**SOURCE RECORDS**:

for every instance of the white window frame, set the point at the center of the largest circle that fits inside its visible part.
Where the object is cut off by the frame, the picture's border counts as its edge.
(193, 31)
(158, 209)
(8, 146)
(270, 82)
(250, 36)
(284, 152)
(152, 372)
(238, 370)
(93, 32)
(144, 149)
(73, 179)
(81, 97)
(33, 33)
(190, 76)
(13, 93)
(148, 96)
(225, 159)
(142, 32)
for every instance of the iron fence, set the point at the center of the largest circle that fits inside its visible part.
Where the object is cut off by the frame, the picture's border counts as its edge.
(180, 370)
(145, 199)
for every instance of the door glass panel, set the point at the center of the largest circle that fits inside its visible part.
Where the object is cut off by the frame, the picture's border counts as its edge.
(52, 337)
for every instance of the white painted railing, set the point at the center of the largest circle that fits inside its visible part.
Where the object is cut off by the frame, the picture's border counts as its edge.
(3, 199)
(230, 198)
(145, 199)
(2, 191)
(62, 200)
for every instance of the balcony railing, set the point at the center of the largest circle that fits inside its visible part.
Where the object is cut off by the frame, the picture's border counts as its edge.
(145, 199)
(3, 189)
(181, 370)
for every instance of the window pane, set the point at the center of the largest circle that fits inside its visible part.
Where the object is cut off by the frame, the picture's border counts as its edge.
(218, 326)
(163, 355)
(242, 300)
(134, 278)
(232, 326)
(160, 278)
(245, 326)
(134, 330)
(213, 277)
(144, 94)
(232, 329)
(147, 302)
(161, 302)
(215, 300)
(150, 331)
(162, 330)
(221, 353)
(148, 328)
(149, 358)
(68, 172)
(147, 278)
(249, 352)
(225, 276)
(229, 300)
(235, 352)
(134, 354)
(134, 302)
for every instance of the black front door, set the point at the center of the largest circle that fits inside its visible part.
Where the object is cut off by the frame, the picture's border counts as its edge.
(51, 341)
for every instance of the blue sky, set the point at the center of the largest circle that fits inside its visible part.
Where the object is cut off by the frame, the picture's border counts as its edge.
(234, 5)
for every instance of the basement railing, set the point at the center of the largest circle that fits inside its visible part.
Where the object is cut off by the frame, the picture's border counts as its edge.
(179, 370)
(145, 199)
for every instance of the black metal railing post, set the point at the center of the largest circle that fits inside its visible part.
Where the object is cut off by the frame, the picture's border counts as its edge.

**ABOUT THIS EXERCISE**:
The whole listing needs repeating. Match each line exactly.

**SOLUTION TO THIS EXERCISE**:
for every instance of the white window frame, set the point at the center of the largest circle that fits inside its visible part.
Where the object is cut off by the frame, the picture's border counts as its edge.
(193, 31)
(158, 209)
(8, 146)
(270, 82)
(250, 36)
(284, 152)
(152, 372)
(238, 370)
(93, 32)
(144, 149)
(73, 179)
(81, 97)
(33, 33)
(190, 76)
(13, 93)
(148, 96)
(225, 159)
(142, 32)
for every instance of the iron fence, set the point at the center of the largest circle that fits inside its visible part.
Where the object is cut off by the frame, the picture's border counts as its edge.
(180, 370)
(145, 199)
for every instance of the door glass panel, set the point at the center of the largest circle that fits inside its visible part.
Where the object is cut off by the frame, the picture's border counts as its edge.
(52, 337)
for every instance of the white painted railing, set the point at the center of the largest circle that fits inside its visible part.
Where the object is cut off by the frame, the picture's border counts as its edge.
(3, 199)
(230, 198)
(145, 199)
(2, 191)
(62, 200)
for every instance of the balcony railing, set the point at the center of the largest circle that fits inside its visible part.
Where the object is cut off by the frame, the picture's border counts as its edge.
(145, 199)
(3, 189)
(181, 370)
for every instance of the window pane, set the point at the center of the largest circle that fits inside its visible part.
Where the object is cut off by the frame, the picture's border counts as its edge.
(218, 326)
(163, 355)
(242, 300)
(134, 278)
(232, 326)
(160, 278)
(245, 326)
(134, 330)
(213, 277)
(144, 94)
(232, 329)
(147, 302)
(161, 302)
(215, 300)
(150, 331)
(162, 330)
(221, 353)
(148, 328)
(149, 358)
(68, 172)
(147, 278)
(249, 352)
(225, 276)
(229, 300)
(235, 352)
(134, 354)
(134, 302)
for every instance of the black front door, set the point at the center of the largest circle that fits inside its visible part.
Where the object is cut off by the frame, the picture's border counts as its edge.
(51, 341)
for every instance of the blue sky, set the point at the center of the largest circle that fits inside its visible part.
Where the object is cut off by the frame, the picture's border counts as its edge.
(234, 5)
for every instance of the basement railing, set the point at the center of the largest circle that fits inside its visible part.
Where the object is cut off by the frame, the picture's border counts as its edge.
(179, 370)
(145, 199)
for every instance of the black metal railing post, set the point at the center of the largest circle that fits inside its visible part.
Where the object is cut off by the frame, the picture's border counts as its edge.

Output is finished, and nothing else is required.